> **Text under study**:
————————
Your employees are using AI. Where’s your policy?
Experts say that no company in the modern tech space is not using artificial intelligence in some manner. From grammar editing to agentic systems, some use more than others. However, many organisations lack guidelines that define the development, deployment, and use of AI systems.
Ross Pambrun, CEO of Calgary's The Memphis Group and a futurist keynote speaker with the Speaker's Bureau of Canada, says that if a company is not using AI, then it is already tracking behind the rapid innovation and expansion of the Canadian tech space.
"As much as many of the CEOs out there say, 'I don't think we're using artificial intelligence,' I can guarantee people in their company are," says Pambrun. "With bring your own device, bring your own AI to work: The question isn't whether a company is using artificial intelligence or whether the employees are using AI, it's whether it has the governance to ensure that it's being used safely and ethically."
Much of AI is designed to train on the information relevant to its purpose. In other words, it learns from queries and becomes more informed. Each LLM has different terms and conditions, possibly giving it access to the information imputed into queries. This varies from tool to tool.
————————
Extracted data entries

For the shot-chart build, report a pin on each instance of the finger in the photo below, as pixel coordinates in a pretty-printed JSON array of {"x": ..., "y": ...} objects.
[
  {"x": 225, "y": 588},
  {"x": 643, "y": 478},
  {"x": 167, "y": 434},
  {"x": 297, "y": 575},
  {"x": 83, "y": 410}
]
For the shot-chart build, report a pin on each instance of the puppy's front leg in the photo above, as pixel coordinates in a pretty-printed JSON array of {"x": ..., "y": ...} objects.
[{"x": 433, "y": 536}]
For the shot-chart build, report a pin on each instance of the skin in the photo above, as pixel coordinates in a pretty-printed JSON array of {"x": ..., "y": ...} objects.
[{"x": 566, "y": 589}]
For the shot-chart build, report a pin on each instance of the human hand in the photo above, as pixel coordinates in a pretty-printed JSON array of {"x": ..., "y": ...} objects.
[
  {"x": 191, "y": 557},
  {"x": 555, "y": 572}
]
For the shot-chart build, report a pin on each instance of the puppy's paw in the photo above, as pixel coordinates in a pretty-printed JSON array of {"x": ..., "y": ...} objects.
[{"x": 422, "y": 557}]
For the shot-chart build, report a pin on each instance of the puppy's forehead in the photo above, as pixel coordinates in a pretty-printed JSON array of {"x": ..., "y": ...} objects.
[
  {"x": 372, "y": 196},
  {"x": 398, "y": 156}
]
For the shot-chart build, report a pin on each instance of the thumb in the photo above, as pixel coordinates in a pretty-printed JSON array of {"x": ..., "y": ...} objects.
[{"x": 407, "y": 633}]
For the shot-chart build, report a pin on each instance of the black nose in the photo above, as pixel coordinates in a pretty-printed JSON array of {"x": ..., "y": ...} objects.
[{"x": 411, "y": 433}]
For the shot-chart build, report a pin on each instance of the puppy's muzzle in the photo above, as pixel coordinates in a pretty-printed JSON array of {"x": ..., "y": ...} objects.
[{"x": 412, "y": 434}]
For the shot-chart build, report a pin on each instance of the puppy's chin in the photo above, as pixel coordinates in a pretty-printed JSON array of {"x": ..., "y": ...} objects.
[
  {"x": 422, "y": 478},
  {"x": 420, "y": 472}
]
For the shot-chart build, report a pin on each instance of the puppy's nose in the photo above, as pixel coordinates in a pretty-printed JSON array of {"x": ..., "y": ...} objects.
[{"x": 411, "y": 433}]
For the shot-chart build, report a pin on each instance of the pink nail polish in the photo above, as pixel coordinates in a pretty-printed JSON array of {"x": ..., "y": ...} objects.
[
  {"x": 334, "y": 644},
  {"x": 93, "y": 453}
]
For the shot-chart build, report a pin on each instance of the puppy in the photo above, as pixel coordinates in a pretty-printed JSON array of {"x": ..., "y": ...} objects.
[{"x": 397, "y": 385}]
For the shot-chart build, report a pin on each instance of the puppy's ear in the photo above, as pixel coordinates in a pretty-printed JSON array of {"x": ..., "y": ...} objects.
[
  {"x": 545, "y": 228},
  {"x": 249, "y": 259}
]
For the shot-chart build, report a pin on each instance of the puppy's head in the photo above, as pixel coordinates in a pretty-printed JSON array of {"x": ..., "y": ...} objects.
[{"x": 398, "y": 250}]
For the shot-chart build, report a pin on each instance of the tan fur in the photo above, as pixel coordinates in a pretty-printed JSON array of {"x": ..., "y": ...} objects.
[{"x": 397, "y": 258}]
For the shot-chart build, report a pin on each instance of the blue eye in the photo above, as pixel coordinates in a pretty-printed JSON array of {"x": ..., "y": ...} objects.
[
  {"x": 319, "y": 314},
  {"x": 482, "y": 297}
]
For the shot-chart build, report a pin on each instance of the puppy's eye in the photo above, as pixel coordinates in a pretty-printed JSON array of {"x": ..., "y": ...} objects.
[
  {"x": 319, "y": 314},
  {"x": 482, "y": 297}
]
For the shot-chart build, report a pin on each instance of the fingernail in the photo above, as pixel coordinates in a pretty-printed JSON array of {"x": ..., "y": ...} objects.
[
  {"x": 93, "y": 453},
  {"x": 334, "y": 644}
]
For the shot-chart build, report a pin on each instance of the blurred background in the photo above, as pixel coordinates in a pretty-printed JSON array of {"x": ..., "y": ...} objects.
————————
> **Exercise tasks**:
a) Name the three aspects of AI systems that, according to the article on AI policy, many organizations lack guidelines to define.
b) Output the passage of the article on AI policy that opens with the words containing "Experts say that" and closes with "Canadian tech space.".

> **Answers for the exercise**:
a) Development, deployment, and use.

b)
Experts say that no company in the modern tech space is not using artificial intelligence in some manner. From grammar editing to agentic systems, some use more than others. However, many organisations lack guidelines that define the development, deployment, and use of AI systems.
Ross Pambrun, CEO of Calgary's The Memphis Group and a futurist keynote speaker with the Speaker's Bureau of Canada, says that if a company is not using AI, then it is already tracking behind the rapid innovation and expansion of the Canadian tech space.